Tasks to perform:
• a. Rewrite the chocolate piece starting at "Food For Thought" and ending at "a mild self-indulgence.", swapping "England" for "Scotland".
• b. In the chocolate piece, please list the moods named as times when the mother brought out her chocolate bar.
• c. Extend the piece about chocolate from the point where it stops.

··· Extract to read

Food For Thought
Newsflash! In England, chocolate has been declared a health food. The flavinoids (whatever those are) in dark chocolate have been proven to be beneficial in helping the body absorb some of the nutrients in food. And it is now recommended even to diabetics, who long have been deprived of such decadent treats. There’s one catch, though. Contrary to most people’s thinking that if a little is good, more is better, you should have no more than the equivalent of half a candy bar per week. Hardly enough for a good chocolate binge– or even a mild self-indulgence.
The comfort of chocolate is more than the psychological kick of self-indulgence. There’s something in chocolate that gets the endorphins flowing and causing a sensation of well-being, much like the feeling of being in love. This is probably why people become addicted to chocolate. Who wouldn’t like to go through life wrapped in a giddy haze of delight and bliss!
I sometimes wonder if my mother knew about that over 70 years ago when my sisters and I were little girls. She always had one of those big Hershey bars hidden away for emergencies. Chocolate bars in those days were a lot thicker than the ones we buy today. On those occasions when we were bored, depressed, disappointed or otherwise in need of cheering up, she’d bring out her big chocolate bar and break off just one square of chocolate for each of us. At the time, I didn’t realize just why she would suddenly decide it was time for a chocolate treat. And maybe I’m wrong about what triggered her decision. It might possibly have been simply that she was in the mood for something sweet and knew she didn’t dare indulge without sharing with us. For all I know, she ate a lot of chocolate on other occasions when we weren’t around to catch her at it.

······
··· Extracted records

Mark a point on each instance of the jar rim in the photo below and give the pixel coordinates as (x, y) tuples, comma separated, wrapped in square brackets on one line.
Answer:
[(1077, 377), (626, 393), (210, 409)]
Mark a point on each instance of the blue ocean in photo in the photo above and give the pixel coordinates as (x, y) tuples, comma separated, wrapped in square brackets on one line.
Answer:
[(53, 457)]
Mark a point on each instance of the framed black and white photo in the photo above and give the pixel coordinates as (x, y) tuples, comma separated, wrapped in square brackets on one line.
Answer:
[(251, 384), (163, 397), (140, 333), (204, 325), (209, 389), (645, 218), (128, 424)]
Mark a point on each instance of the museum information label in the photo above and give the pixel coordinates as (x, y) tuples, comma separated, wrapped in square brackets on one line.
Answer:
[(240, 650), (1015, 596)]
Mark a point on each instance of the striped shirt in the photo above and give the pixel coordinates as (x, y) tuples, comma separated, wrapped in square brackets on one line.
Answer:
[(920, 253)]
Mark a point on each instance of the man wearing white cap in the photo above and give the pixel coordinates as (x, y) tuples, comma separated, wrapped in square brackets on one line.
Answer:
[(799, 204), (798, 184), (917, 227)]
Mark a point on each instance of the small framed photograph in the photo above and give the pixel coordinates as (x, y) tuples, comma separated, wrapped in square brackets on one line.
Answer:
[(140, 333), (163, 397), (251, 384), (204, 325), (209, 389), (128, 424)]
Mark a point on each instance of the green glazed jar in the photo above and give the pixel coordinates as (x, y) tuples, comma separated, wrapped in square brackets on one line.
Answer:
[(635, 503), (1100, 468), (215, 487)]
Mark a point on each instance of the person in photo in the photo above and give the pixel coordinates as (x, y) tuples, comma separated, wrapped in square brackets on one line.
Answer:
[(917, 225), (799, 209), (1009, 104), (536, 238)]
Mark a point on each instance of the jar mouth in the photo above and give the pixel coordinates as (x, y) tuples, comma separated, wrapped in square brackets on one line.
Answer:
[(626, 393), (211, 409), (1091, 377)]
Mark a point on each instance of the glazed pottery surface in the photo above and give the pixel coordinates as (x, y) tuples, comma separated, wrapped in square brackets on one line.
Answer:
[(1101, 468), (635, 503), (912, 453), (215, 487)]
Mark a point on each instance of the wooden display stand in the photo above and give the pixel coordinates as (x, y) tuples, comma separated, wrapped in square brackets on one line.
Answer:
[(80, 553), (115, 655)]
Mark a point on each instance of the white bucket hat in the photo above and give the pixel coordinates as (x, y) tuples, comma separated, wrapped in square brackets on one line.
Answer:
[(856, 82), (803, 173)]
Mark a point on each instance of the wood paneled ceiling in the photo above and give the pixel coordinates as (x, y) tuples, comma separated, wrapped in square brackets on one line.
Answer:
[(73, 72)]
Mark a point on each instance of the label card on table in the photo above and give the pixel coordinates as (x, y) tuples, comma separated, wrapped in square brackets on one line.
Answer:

······

Task responses:
• a.
Food For Thought
Newsflash! In Scotland, chocolate has been declared a health food. The flavinoids (whatever those are) in dark chocolate have been proven to be beneficial in helping the body absorb some of the nutrients in food. And it is now recommended even to diabetics, who long have been deprived of such decadent treats. There’s one catch, though. Contrary to most people’s thinking that if a little is good, more is better, you should have no more than the equivalent of half a candy bar per week. Hardly enough for a good chocolate binge– or even a mild self-indulgence.

• b. bored, depressed, disappointed

• c.
Whether or not this is childhood memory or the actual effects of the chocolate itself, I still tend to crave chocolate when I’m tired, bored, sad, or lonely. There used to nearly always be a bag or two of chocolate chips in my cupboard, available for the next batch of cookies when my cookie jar was empty – which was often with four kids in residence. And I usually had a tin of cocoa powder handy for baking or making fudge or hot chocolate. In a real emergency, there was a squeeze-bottle of chocolate syrup for topping a dish of ice cream or stirring up a quick glass of chocolate milk. It was easy enough to indulge my chocolate hunger without a trip to the candy store. These days, I tend to rely on chocolate stars or kisses, but hardly ever a whole chocolate bar. I almost bought a candy bar the other day, until I realized that I’d be paying around a dollar for what we used to get for a mere five cents.
Not so many years ago, I could buy, for a reasonable price, a bag of individually wrapped chocolate truffles, dark chocolate with a smooth, soft, buttery center of nearly liquid dark chocolate. Just about the closest thing to the perfect chocolate treat I’d ever tasted. Then, one day there were none on the shelf in the store where I usually bought them. I assumed the store had just run out and would soon replenish the supply. Not so. I checked other stores. No chocolate truffles– at least not the kind I was after. There were some with harder shells, some with crispy shells, and some with gooey caramel centers. All more expensive than they should have been and less delicious than I hoped for. Thinking that recent publicity about the benefits of dark chocolate had caused a temporary shortage, I resolved to be patient. I’ve often said that, if patience is a virtue, it may be the only one I have managed to consistently exhibit, but even that has its limits. I’ve just about given up all hope and am beginning to wonder just where all that dark chocolate is going these days. Certainly not into bags of the dark chocolate truffles I crave.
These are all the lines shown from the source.